Directions for this task:
Write out every entry exactly as it appears.

[Point annotation dataset records]
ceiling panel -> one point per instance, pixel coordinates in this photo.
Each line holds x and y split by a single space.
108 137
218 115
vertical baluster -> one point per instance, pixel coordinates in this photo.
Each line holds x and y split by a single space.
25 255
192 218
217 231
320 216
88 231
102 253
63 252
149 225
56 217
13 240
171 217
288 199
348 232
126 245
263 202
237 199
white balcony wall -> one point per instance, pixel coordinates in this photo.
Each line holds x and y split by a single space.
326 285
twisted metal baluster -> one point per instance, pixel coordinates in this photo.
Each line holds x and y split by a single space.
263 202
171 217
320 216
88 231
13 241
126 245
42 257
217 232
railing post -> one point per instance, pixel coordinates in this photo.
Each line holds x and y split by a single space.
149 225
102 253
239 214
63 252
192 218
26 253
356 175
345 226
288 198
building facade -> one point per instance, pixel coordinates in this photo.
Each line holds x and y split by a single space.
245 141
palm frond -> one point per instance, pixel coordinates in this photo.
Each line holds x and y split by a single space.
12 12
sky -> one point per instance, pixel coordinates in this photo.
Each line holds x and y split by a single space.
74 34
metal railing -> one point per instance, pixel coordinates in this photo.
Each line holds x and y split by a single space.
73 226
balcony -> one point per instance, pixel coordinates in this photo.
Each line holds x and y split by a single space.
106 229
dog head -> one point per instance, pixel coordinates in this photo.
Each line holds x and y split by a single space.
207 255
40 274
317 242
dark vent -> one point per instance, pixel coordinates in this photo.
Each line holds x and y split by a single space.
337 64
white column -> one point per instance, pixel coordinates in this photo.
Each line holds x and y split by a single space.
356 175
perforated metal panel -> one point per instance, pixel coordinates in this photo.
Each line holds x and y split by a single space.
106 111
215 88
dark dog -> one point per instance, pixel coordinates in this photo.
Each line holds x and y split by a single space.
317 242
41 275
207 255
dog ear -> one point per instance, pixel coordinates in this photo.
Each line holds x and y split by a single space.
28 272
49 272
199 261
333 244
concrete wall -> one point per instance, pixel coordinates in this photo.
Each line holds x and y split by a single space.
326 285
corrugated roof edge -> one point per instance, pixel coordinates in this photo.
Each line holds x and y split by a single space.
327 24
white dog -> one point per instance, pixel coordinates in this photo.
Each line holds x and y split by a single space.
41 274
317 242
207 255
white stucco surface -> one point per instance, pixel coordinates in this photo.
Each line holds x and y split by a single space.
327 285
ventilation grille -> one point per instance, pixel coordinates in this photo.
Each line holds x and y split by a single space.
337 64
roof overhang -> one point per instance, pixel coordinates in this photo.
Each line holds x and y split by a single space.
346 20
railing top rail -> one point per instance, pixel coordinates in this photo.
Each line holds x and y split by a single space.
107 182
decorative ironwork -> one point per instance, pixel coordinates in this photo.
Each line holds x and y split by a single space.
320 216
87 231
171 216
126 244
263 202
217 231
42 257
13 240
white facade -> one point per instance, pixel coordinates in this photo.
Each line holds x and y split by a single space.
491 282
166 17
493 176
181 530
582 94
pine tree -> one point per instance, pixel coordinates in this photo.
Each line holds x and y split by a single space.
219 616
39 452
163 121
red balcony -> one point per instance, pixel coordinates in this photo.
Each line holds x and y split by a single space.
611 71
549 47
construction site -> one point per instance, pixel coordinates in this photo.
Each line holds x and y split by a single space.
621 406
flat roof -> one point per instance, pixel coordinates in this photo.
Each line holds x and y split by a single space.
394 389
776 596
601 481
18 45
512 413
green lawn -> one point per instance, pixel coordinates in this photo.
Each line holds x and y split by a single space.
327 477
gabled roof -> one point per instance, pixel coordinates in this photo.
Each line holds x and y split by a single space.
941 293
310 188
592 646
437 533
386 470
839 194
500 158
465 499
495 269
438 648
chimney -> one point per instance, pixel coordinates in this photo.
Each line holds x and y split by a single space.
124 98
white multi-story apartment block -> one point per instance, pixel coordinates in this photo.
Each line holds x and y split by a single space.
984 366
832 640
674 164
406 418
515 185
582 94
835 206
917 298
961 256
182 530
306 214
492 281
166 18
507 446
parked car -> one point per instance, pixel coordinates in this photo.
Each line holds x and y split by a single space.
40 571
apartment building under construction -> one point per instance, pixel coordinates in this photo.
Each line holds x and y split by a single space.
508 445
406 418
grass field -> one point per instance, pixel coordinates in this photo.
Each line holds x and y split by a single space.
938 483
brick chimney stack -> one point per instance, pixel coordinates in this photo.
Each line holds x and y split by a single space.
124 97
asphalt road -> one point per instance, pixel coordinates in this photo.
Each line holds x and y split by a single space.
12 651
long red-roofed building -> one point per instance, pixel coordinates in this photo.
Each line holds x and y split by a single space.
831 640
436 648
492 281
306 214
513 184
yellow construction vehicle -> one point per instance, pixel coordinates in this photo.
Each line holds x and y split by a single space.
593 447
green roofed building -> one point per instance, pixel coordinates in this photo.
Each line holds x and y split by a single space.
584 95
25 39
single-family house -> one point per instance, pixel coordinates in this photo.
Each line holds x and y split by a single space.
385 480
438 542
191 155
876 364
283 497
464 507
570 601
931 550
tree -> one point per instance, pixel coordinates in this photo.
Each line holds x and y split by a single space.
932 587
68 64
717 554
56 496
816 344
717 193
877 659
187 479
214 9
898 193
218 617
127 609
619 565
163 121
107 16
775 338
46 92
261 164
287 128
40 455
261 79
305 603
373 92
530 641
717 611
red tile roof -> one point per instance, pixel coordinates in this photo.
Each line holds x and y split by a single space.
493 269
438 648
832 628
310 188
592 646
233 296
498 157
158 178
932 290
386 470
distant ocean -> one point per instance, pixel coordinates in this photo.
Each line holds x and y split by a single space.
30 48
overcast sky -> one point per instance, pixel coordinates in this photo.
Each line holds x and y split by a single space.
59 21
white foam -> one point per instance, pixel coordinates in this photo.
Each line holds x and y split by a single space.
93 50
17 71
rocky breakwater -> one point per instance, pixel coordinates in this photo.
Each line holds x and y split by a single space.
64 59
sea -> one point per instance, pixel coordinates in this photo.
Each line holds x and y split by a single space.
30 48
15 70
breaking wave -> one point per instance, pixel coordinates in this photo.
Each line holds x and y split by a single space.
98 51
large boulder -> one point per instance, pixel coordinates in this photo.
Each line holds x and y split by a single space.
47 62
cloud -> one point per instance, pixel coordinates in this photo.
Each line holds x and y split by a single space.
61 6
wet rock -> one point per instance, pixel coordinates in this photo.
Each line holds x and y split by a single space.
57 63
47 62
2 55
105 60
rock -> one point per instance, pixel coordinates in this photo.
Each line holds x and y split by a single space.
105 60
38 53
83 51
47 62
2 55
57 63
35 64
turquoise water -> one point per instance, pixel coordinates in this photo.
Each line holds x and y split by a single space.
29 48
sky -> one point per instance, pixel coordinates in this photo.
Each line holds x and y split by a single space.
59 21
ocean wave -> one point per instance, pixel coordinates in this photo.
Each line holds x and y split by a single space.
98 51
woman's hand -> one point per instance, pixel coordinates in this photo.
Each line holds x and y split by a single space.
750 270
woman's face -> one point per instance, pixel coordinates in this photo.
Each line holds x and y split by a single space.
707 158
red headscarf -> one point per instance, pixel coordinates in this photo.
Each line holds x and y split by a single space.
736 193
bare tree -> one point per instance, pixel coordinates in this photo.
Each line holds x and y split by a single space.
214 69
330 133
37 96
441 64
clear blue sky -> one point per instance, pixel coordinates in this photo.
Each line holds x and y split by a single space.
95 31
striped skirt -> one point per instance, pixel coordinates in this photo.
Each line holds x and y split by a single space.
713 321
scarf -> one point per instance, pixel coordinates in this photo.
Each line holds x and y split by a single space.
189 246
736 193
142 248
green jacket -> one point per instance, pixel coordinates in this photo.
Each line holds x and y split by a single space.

Worked answer:
ceiling panel -> one point per instance, pixel coordinates in this photo.
Each line holds x and y split by a single space.
108 137
218 115
vertical baluster -> one point per instance, pixel coordinates in this photo.
Each line holds x and y split by a single space.
25 255
192 218
217 231
320 216
88 231
102 253
63 252
149 225
56 217
13 240
171 217
288 199
348 232
126 245
263 202
237 199
white balcony wall -> one point per instance, pixel coordinates in this photo.
Each line holds x and y split by a single space.
326 285
twisted metal baluster -> one point per instance, pixel coordinates in this photo.
Each line holds x and y split by a single space.
263 202
171 217
320 216
88 231
13 241
126 245
42 257
217 232
railing post -> one point per instance, pixel coordinates in this photo.
Each line holds x and y split by a single space.
149 225
102 253
239 214
63 252
192 218
26 253
356 175
345 226
288 198
building facade -> one point per instance, pixel coordinates in this photo.
Each line holds x and y split by a single space.
245 141
palm frond -> one point per instance, pixel coordinates in this photo.
Each line holds x and y split by a single space.
12 12
sky -> one point per instance, pixel coordinates in this photo.
Each line holds x and y split by a single space.
74 34
metal railing -> one point per instance, pixel coordinates in this photo.
Each line holds x and y split by a single space.
73 226
balcony -> one point per instance, pixel coordinates in this photo.
Each line holds x and y split by a single space.
106 229
dog head -> one point per instance, pixel coordinates in this photo.
Each line holds x and y split by a single space.
207 255
40 274
317 242
dark vent -> one point per instance, pixel coordinates in this photo.
Each line holds x and y split by a single space.
337 64
white column -> one point per instance, pixel coordinates in this photo.
Each line holds x and y split by a single space.
356 175
perforated metal panel -> one point per instance, pixel coordinates in this photo.
Each line holds x and y split by a single space.
106 111
215 88
dark dog -> one point per instance, pixel coordinates in this photo.
Each line holds x and y split by a single space.
317 242
41 275
207 255
dog ear -> one point per instance, pixel coordinates in this photo.
Each line holds x and y split by a single space.
28 272
49 272
199 261
333 244
concrete wall -> one point per instance, pixel coordinates in this photo.
Each line holds x and y split by a single space.
326 285
corrugated roof edge -> one point per instance, pixel coordinates in this photo.
Each line holds x and y split by a single space.
327 24
white dog -> one point per instance, pixel coordinates in this photo.
Each line holds x and y split by a single space.
41 274
317 242
207 255
white stucco surface -> one point per instance, pixel coordinates in this photo.
Each line holds x and y split by a single space.
327 285
ventilation grille -> one point per instance, pixel coordinates in this photo.
Each line holds x and y split by a single space.
337 64
roof overhang -> one point per instance, pixel coordinates in this photo.
Each line holds x and y split by a single space.
346 20
railing top rail -> one point per instance, pixel coordinates in this photo.
Each line holds x and y split by a single space.
107 182
decorative ironwork -> one point per instance, pixel coordinates in this photo.
Each line holds x and y split by a single space.
320 216
87 231
171 216
126 244
263 202
217 231
42 257
13 240
white facade -> one point per instance, pixel coordinates in this photo.
Each line holds x and y split by a single space.
491 282
166 17
493 176
181 530
582 94
pine tree -> one point per instance, pixel coordinates in this photo.
Each line holds x and y split by a single space.
219 616
39 452
163 121
red balcony -> one point per instance, pixel coordinates in this photo.
Each line holds x and y split by a single space.
611 71
549 47
construction site -> one point per instance, pixel coordinates in this photo.
Each line holds x and y split by a single space.
621 406
flat roof -> one point per instance, pixel coordinates in this photo.
Each line holds x and y split by a single space.
394 389
776 596
601 481
18 45
512 413
green lawn -> one point per instance, pixel coordinates in this photo.
Each line holds x and y split by a single space.
327 477
gabled roof -> one point per instance, pixel coordinates in this photo.
Each line holds x and y split by a single space.
941 293
310 188
592 646
437 533
386 470
839 194
500 158
465 499
495 269
438 648
chimney -> one point per instance, pixel coordinates in this photo.
Each line holds x and y split by a single space.
124 98
white multi-story apartment block -> one point per instance, pixel coordinates in this photo.
Each line holds x and y split by a single space.
984 366
832 640
674 164
406 418
515 185
582 94
835 206
917 298
961 256
182 530
306 214
492 281
166 18
507 446
parked car -> one point per instance, pixel coordinates in this photo.
Each line holds x and y split by a single space.
40 571
apartment building under construction -> one point per instance, pixel coordinates in this photo.
Each line holds x and y split by a single space.
508 445
406 418
grass field -> one point per instance, pixel coordinates in this photo.
Each line holds x and y split by a single space.
938 483
brick chimney stack -> one point per instance, pixel coordinates in this photo.
Each line holds x and y split by a single space.
124 97
asphalt road -> one point per instance, pixel coordinates in this photo.
Each line holds x and y split by a single space.
12 651
long red-roofed building -> one point per instance, pixel coordinates in this photo.
Each line holds x and y split by a single space.
831 640
436 648
492 281
306 214
513 184
yellow construction vehicle -> one point per instance, pixel coordinates in this photo.
Each line holds x and y split by a single space.
593 447
green roofed building -> one point per instance, pixel coordinates in this photo.
Each line holds x and y split by a single space.
584 95
25 39
single-family house -> one point per instance, pixel coordinates in this photo.
Each line holds x and y split by a single space.
385 480
438 542
191 155
876 364
283 497
464 507
570 601
931 550
tree -> one point per instance, pixel coordinates in this photo.
Each line holds x and y split by a single space.
932 587
68 64
717 554
56 496
816 344
717 193
877 659
187 479
214 9
898 193
218 617
127 609
619 565
163 121
107 16
775 338
46 92
261 164
287 128
40 455
261 79
305 603
373 92
530 641
717 611
red tile roof -> one point per instance, pixel coordinates in this photo.
Each line holds x and y split by a single space.
493 269
438 648
832 628
310 188
592 646
233 296
498 157
158 178
932 290
386 470
distant ocean -> one point per instance, pixel coordinates in this photo.
Each line holds x and y split by a single space.
30 48
overcast sky -> one point per instance, pixel coordinates in this photo.
Each line holds x and y split by a single space.
59 21
white foam -> one point per instance, pixel coordinates in this photo.
Each line holds x and y split by a single space.
93 50
17 71
rocky breakwater -> one point per instance, pixel coordinates in this photo.
Each line holds x and y split by a single space.
64 59
sea -> one point per instance, pixel coordinates in this photo.
Each line holds x and y split by a single space.
30 48
15 70
breaking wave -> one point per instance, pixel coordinates in this photo.
Each line holds x and y split by a single space.
98 51
large boulder -> one point per instance, pixel coordinates in this photo.
Each line holds x and y split by a single space.
47 62
cloud -> one point per instance, pixel coordinates in this photo.
Each line holds x and y split by a single space.
61 6
wet rock -> one point per instance, pixel coordinates in this photo.
Each line holds x and y split by a single space.
57 63
47 62
2 55
105 60
rock -> one point per instance, pixel coordinates in this photo.
Each line holds x and y split by a single space.
105 60
38 53
83 51
47 62
2 55
57 63
35 64
turquoise water -> one point per instance, pixel coordinates in this photo.
Each line holds x and y split by a single space.
29 48
sky -> one point per instance, pixel coordinates in this photo.
Each line holds x and y split by a single space.
59 21
ocean wave -> one point per instance, pixel coordinates in this photo.
Each line holds x and y split by a single space.
98 51
woman's hand -> one point per instance, pixel coordinates in this photo.
Each line holds x and y split by a single space.
750 270
woman's face -> one point per instance, pixel coordinates in this photo.
Each line holds x and y split by a single space.
707 158
red headscarf -> one point per instance, pixel coordinates in this photo.
Each line holds x and y split by a single space.
736 193
bare tree -> one point per instance, pixel coordinates in this photo.
Each line holds x and y split by a single space.
214 69
330 133
37 96
441 64
clear blue sky -> one point per instance, pixel coordinates in this photo.
Each line holds x and y split by a single space.
95 31
striped skirt -> one point per instance, pixel coordinates in this photo.
Each line holds x and y split by a single space.
713 321
scarf -> one point per instance, pixel coordinates in this photo.
Each line holds x and y split by a single space.
189 246
736 193
142 248
green jacket -> one point per instance, pixel coordinates in this photo.
Each line holds x and y split by a single space.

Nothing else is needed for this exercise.